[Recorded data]
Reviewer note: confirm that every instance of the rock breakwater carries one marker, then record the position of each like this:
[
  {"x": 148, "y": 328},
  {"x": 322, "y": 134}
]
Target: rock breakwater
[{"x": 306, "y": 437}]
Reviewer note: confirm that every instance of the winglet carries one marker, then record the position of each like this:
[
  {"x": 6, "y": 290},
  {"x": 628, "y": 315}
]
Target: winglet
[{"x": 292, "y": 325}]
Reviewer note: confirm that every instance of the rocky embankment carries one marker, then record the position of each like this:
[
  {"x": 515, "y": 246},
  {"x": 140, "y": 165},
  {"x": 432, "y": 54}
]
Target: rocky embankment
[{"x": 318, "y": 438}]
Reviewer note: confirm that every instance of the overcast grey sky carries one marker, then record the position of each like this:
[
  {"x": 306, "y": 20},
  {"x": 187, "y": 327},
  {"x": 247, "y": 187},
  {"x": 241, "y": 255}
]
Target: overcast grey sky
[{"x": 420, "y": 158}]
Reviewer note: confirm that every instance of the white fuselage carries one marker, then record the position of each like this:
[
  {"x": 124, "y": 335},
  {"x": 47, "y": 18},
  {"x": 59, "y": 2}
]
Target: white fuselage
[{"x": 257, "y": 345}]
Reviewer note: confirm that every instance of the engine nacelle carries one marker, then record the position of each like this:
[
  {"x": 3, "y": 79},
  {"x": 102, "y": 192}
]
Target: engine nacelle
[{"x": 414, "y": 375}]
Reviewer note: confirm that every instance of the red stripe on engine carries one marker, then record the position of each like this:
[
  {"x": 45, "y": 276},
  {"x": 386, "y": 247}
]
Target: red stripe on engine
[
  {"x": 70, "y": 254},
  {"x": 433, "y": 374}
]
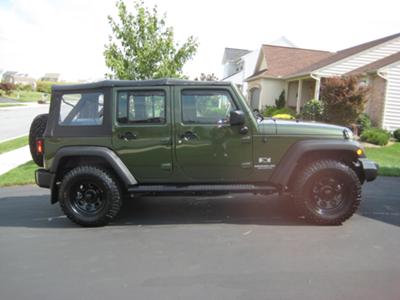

HOW TO COMPLETE THIS TASK ::
After dropping every picture, transcribe each entry exactly.

ANSWER AREA ::
Reviewer note: confirm that every instance of the rock breakwater carries one marker, then record the position of each like this:
[
  {"x": 148, "y": 328},
  {"x": 322, "y": 134}
]
Target: rock breakwater
[{"x": 306, "y": 437}]
Reviewer note: confirm that every instance of the winglet carries one marker, then record the position of each like this:
[
  {"x": 6, "y": 290},
  {"x": 628, "y": 315}
]
Target: winglet
[{"x": 292, "y": 325}]
Reviewer note: confirm that every instance of the rocky embankment carries one marker, then record the position of each like this:
[
  {"x": 515, "y": 246},
  {"x": 140, "y": 165},
  {"x": 432, "y": 54}
]
Target: rocky embankment
[{"x": 318, "y": 438}]
Reviewer note: confirm that every instance of the overcast grey sky carries one marker, then record the position of each like this:
[
  {"x": 306, "y": 20},
  {"x": 187, "y": 327},
  {"x": 247, "y": 187},
  {"x": 241, "y": 255}
]
Target: overcast grey sky
[{"x": 420, "y": 158}]
Reviewer note: confirm that every instance of the white fuselage carries one marker, then record the position of each like this:
[
  {"x": 124, "y": 335},
  {"x": 47, "y": 18},
  {"x": 59, "y": 2}
]
Target: white fuselage
[{"x": 257, "y": 345}]
Reviewer note: confirm that every instance of the engine nacelle carries one marker, then record the position of each like this:
[
  {"x": 3, "y": 79},
  {"x": 102, "y": 192}
]
Target: engine nacelle
[{"x": 414, "y": 375}]
Reviewer note: confirm that every instance of the red stripe on engine carries one marker, then record the position of each like this:
[
  {"x": 45, "y": 276},
  {"x": 386, "y": 247}
]
Target: red stripe on engine
[
  {"x": 70, "y": 254},
  {"x": 433, "y": 374}
]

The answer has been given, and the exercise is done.